§ **Selected passage**
Re: [PATCH v11 17/20] x86/kexec: Flush cache of TDX private memory

From: kirill . shutemov
Date: Fri Jun 09 2023 - 06:27:45 EST


On Mon, Jun 05, 2023 at 02:27:30AM +1200, Kai Huang wrote:
> There are two problems in terms of using kexec() to boot to a new kernel
> when the old kernel has enabled TDX: 1) Part of the memory pages are
> still TDX private pages; 2) There might be dirty cachelines associated
> with TDX private pages.
>
> The first problem doesn't matter on the platforms w/o the "partial write
> machine check" erratum. KeyID 0 doesn't have integrity check. If the
> new kernel wants to use any non-zero KeyID, it needs to convert the
> memory to that KeyID and such conversion would work from any KeyID.
>
> However the old kernel needs to guarantee there's no dirty cacheline
> left behind before booting to the new kernel to avoid silent corruption
> from later cacheline writeback (Intel hardware doesn't guarantee cache
> coherency across different KeyIDs).
>
> There are two things that the old kernel needs to do to achieve that:
>
> 1) Stop accessing TDX private memory mappings:
> a. Stop making TDX module SEAMCALLs (TDX global KeyID);
> b. Stop TDX guests from running (per-guest TDX KeyID).

§ **Available data**
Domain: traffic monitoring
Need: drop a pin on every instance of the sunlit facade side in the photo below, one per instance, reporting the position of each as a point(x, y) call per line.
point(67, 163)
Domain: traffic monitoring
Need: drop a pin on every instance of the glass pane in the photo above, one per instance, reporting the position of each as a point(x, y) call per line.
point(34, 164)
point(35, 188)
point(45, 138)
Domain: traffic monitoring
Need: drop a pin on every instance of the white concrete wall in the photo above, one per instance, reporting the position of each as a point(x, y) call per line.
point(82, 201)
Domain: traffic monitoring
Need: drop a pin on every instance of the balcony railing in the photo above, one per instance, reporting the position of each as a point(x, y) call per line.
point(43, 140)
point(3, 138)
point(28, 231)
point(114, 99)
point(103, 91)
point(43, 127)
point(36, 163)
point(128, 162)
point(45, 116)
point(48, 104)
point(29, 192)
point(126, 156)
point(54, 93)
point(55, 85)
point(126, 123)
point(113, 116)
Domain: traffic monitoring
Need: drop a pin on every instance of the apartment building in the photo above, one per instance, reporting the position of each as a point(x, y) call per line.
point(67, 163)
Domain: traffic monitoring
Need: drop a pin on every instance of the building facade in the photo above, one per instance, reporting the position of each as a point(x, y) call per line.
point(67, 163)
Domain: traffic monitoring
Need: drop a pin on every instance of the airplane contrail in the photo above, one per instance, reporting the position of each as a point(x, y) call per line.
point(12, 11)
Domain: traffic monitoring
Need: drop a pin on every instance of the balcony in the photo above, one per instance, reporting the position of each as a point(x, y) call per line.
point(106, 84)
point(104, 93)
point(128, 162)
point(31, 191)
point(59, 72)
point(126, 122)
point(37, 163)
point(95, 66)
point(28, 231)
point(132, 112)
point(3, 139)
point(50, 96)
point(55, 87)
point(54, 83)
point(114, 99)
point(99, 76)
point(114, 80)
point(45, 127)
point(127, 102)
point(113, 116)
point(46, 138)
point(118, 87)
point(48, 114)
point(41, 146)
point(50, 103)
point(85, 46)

§ **Work to do**
A – In the listing, take everything from its first line down to the line containing "point(45, 138)" and swap "glass pane" for "window", leaving all else unchanged. Return only those lines.
B – Continue the mailing-list reply about flushing the cache of TDX private memory before kexec, picking up after its final sentence.

§ **Responses by task**
A –
Domain: traffic monitoring
Need: drop a pin on every instance of the sunlit facade side in the photo below, one per instance, reporting the position of each as a point(x, y) call per line.
point(67, 163)
Domain: traffic monitoring
Need: drop a pin on every instance of the window in the photo above, one per instance, reporting the position of each as a point(x, y) call per line.
point(34, 164)
point(35, 188)
point(45, 138)

B –
> 2) Flush any cachelines from previous TDX private KeyID writes.
>
> For 2), use wbinvd() to flush cache in stop_this_cpu(), following SME
> support. And in this way 1) happens for free as there's no TDX activity
> between wbinvd() and the native_halt().
>
> Flushing cache in stop_this_cpu() only flushes cache on remote cpus. On
> the cpu which does kexec(), unlike SME which does the cache flush in
> relocate_kernel(), do the cache flush right after stopping remote cpus
> in machine_shutdown(). This is because on the platforms with above
> erratum, the kernel needs to convert all TDX private pages back to
> normal before a fast warm reset reboot or booting to the new kernel in
> kexec(). Flushing cache in relocate_kernel() only covers the kexec()
> but not the fast warm reset reboot.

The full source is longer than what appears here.